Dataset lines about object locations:

--- Start ---

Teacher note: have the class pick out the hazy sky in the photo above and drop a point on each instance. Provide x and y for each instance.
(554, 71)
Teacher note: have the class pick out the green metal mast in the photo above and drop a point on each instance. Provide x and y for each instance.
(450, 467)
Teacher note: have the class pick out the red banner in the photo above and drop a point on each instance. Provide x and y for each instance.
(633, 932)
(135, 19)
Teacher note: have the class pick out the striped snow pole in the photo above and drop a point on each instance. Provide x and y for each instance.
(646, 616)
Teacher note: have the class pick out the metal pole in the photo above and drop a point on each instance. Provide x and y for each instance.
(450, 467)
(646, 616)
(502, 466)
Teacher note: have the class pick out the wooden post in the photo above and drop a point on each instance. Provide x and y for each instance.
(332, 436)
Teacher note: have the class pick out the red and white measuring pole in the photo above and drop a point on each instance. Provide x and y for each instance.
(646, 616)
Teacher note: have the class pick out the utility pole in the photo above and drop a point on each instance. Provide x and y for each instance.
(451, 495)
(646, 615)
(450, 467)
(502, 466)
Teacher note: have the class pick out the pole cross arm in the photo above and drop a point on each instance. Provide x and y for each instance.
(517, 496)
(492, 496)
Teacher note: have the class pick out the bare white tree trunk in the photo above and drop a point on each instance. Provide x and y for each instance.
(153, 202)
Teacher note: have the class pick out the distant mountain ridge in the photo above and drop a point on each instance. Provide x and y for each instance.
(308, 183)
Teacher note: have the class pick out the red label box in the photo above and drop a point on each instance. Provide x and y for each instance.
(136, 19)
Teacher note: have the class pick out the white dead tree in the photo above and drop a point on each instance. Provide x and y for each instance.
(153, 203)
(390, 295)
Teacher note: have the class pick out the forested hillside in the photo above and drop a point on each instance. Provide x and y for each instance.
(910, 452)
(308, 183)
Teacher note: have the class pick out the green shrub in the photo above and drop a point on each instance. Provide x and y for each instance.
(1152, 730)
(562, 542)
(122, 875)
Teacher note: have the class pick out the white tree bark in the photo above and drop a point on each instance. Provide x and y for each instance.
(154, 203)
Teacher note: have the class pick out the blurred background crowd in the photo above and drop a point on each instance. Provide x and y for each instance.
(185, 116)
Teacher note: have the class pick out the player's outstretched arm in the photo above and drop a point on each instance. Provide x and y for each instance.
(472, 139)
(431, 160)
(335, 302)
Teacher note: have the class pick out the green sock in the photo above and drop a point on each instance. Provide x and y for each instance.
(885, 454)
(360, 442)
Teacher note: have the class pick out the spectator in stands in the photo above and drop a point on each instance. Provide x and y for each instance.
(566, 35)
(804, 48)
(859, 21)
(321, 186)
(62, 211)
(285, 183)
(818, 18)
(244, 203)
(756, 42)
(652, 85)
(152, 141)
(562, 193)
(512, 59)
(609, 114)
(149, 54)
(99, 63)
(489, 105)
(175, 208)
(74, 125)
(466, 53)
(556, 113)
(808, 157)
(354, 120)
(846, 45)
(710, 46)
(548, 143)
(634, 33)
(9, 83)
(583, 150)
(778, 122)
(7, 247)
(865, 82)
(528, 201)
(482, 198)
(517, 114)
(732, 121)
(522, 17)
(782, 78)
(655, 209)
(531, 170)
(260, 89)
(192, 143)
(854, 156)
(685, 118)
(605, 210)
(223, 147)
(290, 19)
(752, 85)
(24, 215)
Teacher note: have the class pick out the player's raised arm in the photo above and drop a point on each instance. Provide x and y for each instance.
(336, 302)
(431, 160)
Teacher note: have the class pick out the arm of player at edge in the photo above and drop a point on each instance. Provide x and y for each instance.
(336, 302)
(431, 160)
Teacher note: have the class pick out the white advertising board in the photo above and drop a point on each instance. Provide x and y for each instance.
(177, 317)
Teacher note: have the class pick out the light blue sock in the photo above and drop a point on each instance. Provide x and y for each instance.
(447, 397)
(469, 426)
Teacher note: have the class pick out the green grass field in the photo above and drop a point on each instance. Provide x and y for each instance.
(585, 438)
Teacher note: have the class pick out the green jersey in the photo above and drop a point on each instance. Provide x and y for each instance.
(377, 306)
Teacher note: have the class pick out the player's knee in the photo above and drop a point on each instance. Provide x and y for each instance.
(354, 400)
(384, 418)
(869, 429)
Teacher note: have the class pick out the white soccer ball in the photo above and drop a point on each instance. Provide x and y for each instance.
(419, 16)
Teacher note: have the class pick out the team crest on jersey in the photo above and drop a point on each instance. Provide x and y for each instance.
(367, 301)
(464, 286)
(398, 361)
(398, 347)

--- End ---

▸ **Objective**
Can you lay out every line above as a Markdown table with the columns "Row" and "Text," numbering the rows and skipping blank lines?

▸ **The solution**
| Row | Text |
|---|---|
| 1 | Teacher note: have the class pick out the hazy sky in the photo above and drop a point on each instance. Provide x and y for each instance. |
| 2 | (554, 71) |
| 3 | Teacher note: have the class pick out the green metal mast in the photo above and drop a point on each instance. Provide x and y for each instance. |
| 4 | (450, 467) |
| 5 | Teacher note: have the class pick out the red banner in the photo above and drop a point on each instance. Provide x and y for each instance. |
| 6 | (633, 932) |
| 7 | (135, 19) |
| 8 | Teacher note: have the class pick out the striped snow pole in the photo above and drop a point on each instance. Provide x and y for each instance. |
| 9 | (646, 616) |
| 10 | Teacher note: have the class pick out the metal pole in the photo above and drop a point on each instance. Provide x and y for each instance. |
| 11 | (450, 467) |
| 12 | (646, 616) |
| 13 | (502, 466) |
| 14 | Teacher note: have the class pick out the wooden post in the photo above and drop a point on each instance. Provide x and y for each instance. |
| 15 | (332, 436) |
| 16 | Teacher note: have the class pick out the red and white measuring pole in the photo above and drop a point on each instance. Provide x and y for each instance. |
| 17 | (646, 616) |
| 18 | Teacher note: have the class pick out the utility pole in the photo above and drop a point on each instance. Provide x and y for each instance. |
| 19 | (451, 495) |
| 20 | (646, 615) |
| 21 | (450, 467) |
| 22 | (502, 466) |
| 23 | Teacher note: have the class pick out the pole cross arm in the photo above and drop a point on each instance. Provide x and y for each instance. |
| 24 | (517, 496) |
| 25 | (492, 496) |
| 26 | Teacher note: have the class pick out the bare white tree trunk in the photo above and drop a point on each instance. Provide x and y for each instance. |
| 27 | (153, 202) |
| 28 | Teacher note: have the class pick out the distant mountain ridge in the photo above and drop a point on each instance. Provide x and y for each instance. |
| 29 | (308, 183) |
| 30 | Teacher note: have the class pick out the red label box in the photo above and drop a point on each instance. Provide x and y for each instance. |
| 31 | (136, 19) |
| 32 | Teacher note: have the class pick out the white dead tree in the photo above and drop a point on each instance. Provide x and y for each instance. |
| 33 | (153, 203) |
| 34 | (390, 295) |
| 35 | Teacher note: have the class pick out the forested hillside in the photo above and drop a point on each instance. Provide x and y for each instance. |
| 36 | (910, 452) |
| 37 | (308, 183) |
| 38 | Teacher note: have the class pick out the green shrub in the photo above and drop a point on each instance. Provide x and y for each instance. |
| 39 | (1152, 730) |
| 40 | (562, 542) |
| 41 | (122, 875) |
| 42 | Teacher note: have the class pick out the white tree bark in the photo above and drop a point on each instance. Provide x and y for each instance. |
| 43 | (154, 203) |
| 44 | Teacher note: have the class pick out the blurred background crowd in the photo above and drop a point on each instance. Provide x and y for each instance. |
| 45 | (185, 116) |
| 46 | Teacher note: have the class pick out the player's outstretched arm in the photo above and drop a point on each instance. Provide x and y for each instance. |
| 47 | (472, 139) |
| 48 | (431, 160) |
| 49 | (335, 302) |
| 50 | Teacher note: have the class pick out the green sock in the photo above and drop a point on each instance. Provide x and y for each instance. |
| 51 | (885, 454) |
| 52 | (360, 442) |
| 53 | Teacher note: have the class pick out the spectator in stands in the photo above and drop a point on each instance. Provide x and y for each instance. |
| 54 | (566, 35) |
| 55 | (804, 48) |
| 56 | (859, 21) |
| 57 | (321, 186) |
| 58 | (62, 211) |
| 59 | (285, 183) |
| 60 | (818, 18) |
| 61 | (244, 203) |
| 62 | (756, 42) |
| 63 | (652, 85) |
| 64 | (152, 141) |
| 65 | (562, 193) |
| 66 | (512, 59) |
| 67 | (609, 114) |
| 68 | (149, 54) |
| 69 | (99, 63) |
| 70 | (489, 105) |
| 71 | (175, 208) |
| 72 | (74, 125) |
| 73 | (466, 53) |
| 74 | (556, 113) |
| 75 | (808, 157) |
| 76 | (354, 120) |
| 77 | (846, 45) |
| 78 | (710, 46) |
| 79 | (548, 143) |
| 80 | (634, 33) |
| 81 | (9, 83) |
| 82 | (583, 150) |
| 83 | (778, 122) |
| 84 | (7, 247) |
| 85 | (865, 82) |
| 86 | (528, 201) |
| 87 | (482, 198) |
| 88 | (517, 114) |
| 89 | (732, 121) |
| 90 | (522, 17) |
| 91 | (782, 78) |
| 92 | (655, 209) |
| 93 | (531, 170) |
| 94 | (260, 89) |
| 95 | (192, 143) |
| 96 | (854, 156) |
| 97 | (685, 118) |
| 98 | (605, 210) |
| 99 | (223, 147) |
| 100 | (290, 19) |
| 101 | (752, 85) |
| 102 | (24, 215) |
| 103 | Teacher note: have the class pick out the player's raised arm in the photo above and drop a point on each instance. Provide x and y for each instance. |
| 104 | (336, 302) |
| 105 | (431, 160) |
| 106 | Teacher note: have the class pick out the arm of player at edge in the photo above and drop a point on each instance. Provide x and y for each instance. |
| 107 | (336, 302) |
| 108 | (431, 160) |
| 109 | Teacher note: have the class pick out the white advertising board in the photo above and drop a point on each instance. Provide x and y for each instance. |
| 110 | (177, 317) |
| 111 | Teacher note: have the class pick out the light blue sock in the photo above and drop a point on each instance. Provide x and y for each instance. |
| 112 | (447, 397) |
| 113 | (469, 426) |
| 114 | Teacher note: have the class pick out the green grass field in the photo above and drop a point on each instance. Provide x and y for each instance. |
| 115 | (585, 438) |
| 116 | Teacher note: have the class pick out the green jersey in the photo above and drop a point on each instance. Provide x and y for each instance. |
| 117 | (377, 306) |
| 118 | Teacher note: have the class pick out the player's knee in the photo above and drop a point on each instance. Provide x and y for each instance. |
| 119 | (354, 400) |
| 120 | (384, 418) |
| 121 | (869, 429) |
| 122 | Teacher note: have the class pick out the white soccer ball in the photo above and drop a point on each instance. Provide x and y for each instance. |
| 123 | (419, 16) |
| 124 | Teacher note: have the class pick out the team crest on jersey in the photo above and drop a point on each instance. Provide x and y for each instance. |
| 125 | (367, 301) |
| 126 | (464, 286) |
| 127 | (398, 361) |
| 128 | (398, 347) |